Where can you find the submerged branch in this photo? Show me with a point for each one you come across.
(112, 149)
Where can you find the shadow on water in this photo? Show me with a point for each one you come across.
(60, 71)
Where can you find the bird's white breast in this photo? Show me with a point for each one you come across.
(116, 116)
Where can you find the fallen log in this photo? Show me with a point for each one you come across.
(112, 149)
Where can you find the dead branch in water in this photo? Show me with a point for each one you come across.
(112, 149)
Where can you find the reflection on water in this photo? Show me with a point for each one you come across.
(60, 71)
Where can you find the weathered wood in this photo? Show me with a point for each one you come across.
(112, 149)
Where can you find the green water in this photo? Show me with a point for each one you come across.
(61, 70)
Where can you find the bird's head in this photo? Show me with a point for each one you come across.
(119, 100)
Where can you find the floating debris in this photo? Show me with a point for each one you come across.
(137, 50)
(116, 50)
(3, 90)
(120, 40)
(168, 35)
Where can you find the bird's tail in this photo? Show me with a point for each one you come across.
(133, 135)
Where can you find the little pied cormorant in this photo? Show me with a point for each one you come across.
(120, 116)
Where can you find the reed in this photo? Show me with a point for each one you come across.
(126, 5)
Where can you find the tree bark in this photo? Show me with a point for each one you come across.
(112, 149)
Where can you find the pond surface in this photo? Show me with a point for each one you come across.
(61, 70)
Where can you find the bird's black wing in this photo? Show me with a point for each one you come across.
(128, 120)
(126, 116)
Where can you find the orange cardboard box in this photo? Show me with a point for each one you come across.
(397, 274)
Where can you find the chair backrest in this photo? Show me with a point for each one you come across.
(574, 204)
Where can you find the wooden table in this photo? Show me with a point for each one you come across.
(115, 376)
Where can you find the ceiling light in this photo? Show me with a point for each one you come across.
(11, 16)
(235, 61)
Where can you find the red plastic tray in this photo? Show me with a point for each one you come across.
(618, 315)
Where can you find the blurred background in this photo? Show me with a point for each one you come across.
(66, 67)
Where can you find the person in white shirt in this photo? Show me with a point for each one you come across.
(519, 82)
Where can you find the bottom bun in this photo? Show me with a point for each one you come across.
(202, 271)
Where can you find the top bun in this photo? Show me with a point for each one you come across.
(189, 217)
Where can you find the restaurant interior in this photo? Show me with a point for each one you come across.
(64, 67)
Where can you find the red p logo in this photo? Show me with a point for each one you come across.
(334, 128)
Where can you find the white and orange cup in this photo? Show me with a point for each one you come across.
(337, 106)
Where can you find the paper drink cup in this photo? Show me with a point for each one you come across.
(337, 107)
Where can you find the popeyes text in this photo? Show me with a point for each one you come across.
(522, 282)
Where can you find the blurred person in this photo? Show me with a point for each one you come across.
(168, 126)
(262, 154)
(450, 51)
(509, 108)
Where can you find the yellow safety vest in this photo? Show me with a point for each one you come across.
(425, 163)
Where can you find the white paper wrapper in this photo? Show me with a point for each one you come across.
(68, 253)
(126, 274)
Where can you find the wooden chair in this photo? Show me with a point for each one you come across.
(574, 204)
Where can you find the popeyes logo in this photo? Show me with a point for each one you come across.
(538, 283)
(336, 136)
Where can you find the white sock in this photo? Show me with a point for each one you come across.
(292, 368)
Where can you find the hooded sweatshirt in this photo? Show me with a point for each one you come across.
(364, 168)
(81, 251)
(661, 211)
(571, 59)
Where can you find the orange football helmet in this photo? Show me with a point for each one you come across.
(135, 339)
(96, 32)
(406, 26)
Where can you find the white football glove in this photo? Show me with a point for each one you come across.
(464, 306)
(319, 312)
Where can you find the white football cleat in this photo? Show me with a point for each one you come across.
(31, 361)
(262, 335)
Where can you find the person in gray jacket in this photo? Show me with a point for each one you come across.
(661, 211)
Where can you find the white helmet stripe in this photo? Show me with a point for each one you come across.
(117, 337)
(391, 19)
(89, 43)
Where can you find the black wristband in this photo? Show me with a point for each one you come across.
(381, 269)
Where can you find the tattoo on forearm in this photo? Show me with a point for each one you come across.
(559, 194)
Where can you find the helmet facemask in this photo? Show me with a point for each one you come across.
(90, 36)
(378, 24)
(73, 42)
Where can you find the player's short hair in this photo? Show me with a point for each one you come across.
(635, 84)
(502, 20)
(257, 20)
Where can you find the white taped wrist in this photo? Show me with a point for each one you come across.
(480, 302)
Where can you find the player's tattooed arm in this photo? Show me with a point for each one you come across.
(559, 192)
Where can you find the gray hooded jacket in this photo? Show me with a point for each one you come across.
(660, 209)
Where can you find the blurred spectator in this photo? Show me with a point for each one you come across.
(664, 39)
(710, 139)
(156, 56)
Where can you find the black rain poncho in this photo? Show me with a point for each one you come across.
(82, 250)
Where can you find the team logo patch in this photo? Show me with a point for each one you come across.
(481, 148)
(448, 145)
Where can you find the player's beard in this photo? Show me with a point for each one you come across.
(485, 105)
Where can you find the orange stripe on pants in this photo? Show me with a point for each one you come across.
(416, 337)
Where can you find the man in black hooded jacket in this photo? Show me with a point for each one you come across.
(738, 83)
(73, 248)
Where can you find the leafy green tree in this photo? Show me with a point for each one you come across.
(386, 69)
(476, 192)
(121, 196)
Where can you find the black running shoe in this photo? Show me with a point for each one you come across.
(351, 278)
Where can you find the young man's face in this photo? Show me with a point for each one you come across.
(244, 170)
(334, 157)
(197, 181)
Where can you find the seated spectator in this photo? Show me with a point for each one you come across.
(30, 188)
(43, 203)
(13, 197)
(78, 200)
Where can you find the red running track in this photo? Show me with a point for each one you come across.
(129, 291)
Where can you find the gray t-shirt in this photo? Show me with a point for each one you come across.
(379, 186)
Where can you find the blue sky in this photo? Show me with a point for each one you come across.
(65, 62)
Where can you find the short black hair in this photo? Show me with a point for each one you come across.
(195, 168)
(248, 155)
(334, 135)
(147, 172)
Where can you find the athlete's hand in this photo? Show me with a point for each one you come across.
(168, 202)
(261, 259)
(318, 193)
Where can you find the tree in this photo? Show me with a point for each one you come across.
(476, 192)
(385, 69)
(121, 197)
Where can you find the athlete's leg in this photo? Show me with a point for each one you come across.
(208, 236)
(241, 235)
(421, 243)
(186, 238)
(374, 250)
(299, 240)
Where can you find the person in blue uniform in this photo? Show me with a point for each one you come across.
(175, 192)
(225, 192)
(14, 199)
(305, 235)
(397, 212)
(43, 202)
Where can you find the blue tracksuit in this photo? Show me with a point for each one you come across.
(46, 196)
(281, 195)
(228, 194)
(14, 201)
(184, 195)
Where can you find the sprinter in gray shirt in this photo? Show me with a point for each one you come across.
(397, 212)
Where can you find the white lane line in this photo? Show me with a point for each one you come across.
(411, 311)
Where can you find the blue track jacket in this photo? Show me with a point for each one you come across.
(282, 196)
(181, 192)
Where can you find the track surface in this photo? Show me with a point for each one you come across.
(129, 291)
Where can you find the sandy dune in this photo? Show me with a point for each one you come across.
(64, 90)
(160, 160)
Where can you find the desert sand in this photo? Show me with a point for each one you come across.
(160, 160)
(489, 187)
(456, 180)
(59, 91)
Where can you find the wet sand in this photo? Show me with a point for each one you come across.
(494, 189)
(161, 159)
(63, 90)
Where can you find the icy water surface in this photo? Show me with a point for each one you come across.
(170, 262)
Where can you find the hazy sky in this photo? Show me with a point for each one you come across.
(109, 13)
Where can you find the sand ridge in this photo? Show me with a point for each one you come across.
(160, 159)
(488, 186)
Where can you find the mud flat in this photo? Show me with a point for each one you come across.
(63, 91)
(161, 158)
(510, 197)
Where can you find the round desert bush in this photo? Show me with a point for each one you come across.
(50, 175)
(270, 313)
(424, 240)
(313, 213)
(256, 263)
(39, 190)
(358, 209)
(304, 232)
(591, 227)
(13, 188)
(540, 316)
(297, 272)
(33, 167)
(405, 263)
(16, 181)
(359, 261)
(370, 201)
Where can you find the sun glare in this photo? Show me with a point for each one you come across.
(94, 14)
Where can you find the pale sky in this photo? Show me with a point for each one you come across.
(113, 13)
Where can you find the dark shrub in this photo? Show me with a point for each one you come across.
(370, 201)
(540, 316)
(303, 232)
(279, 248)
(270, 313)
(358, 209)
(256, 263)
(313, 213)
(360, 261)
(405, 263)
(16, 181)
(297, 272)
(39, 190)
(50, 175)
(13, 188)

● ● ● ●

- _Objective_
Exactly and only the lines from the one containing "Where can you find the hazy" through the end of the material are to be reproduced, both ends included.

- _Written answer_
Where can you find the hazy sky in this photo? Show me with a point for each one you come across.
(109, 13)
Where can you find the sand ridge in this photo? Show me with a point for each one you come across.
(160, 159)
(488, 186)
Where can you find the mud flat in this photo? Show me with a point for each one you come across.
(63, 91)
(161, 158)
(510, 197)
Where can you find the round desert bush in this photo? Show me with a point for each one you come across.
(50, 175)
(270, 313)
(424, 240)
(313, 213)
(256, 263)
(39, 190)
(358, 209)
(304, 232)
(591, 227)
(13, 188)
(540, 316)
(297, 272)
(33, 167)
(405, 263)
(16, 181)
(359, 261)
(370, 201)
Where can you find the sun glare in this photo? Show me with a point for each one you come across.
(94, 14)
Where can you find the pale sky in this photo? Show me with a point for each one you come across.
(113, 13)
Where can you find the dark shrub in this photo? Show me with a point for each one you come across.
(370, 201)
(540, 316)
(303, 232)
(279, 248)
(270, 313)
(358, 209)
(256, 263)
(313, 213)
(360, 261)
(405, 263)
(16, 181)
(297, 272)
(39, 190)
(50, 175)
(13, 188)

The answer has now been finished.